__Data listing__
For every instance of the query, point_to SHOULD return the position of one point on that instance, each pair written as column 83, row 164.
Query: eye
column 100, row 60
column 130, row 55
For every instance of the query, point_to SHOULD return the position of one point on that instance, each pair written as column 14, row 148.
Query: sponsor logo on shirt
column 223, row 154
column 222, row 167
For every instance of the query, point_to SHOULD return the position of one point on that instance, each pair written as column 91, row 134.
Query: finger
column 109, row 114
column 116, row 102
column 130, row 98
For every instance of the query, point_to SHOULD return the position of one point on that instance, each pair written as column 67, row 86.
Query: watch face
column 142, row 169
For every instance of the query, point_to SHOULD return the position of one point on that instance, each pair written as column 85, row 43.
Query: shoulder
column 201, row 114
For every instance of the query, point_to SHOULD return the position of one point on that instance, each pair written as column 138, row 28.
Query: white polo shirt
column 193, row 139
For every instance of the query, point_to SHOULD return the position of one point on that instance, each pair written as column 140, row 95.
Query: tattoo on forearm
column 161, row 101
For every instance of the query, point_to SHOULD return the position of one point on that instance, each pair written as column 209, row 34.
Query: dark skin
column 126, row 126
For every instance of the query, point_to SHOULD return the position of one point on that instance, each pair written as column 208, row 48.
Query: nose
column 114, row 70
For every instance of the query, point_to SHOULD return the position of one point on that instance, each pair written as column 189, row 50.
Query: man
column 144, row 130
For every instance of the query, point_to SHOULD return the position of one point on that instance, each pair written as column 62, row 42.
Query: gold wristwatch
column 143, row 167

__Written exercise__
Starting with the line that contains "209, row 34.", copy the items above word for word through their final line, including both of those lines.

__Result of this task__
For every instance of the query, point_to SHOULD return the position of one point on that instance, each pair written as column 209, row 34.
Query: dark skin
column 126, row 126
For every instance of the query, point_to SHOULD return the position of one point on that instance, each pair written as column 208, row 48.
Query: nose
column 114, row 70
For every instance of the query, point_to SHOULD return the position of one point on that instance, each pair written as column 189, row 50.
Query: man
column 144, row 130
For every instance of the query, point_to SHOULD return the position of one point on that instance, each pair written as column 62, row 42.
Query: gold wristwatch
column 143, row 167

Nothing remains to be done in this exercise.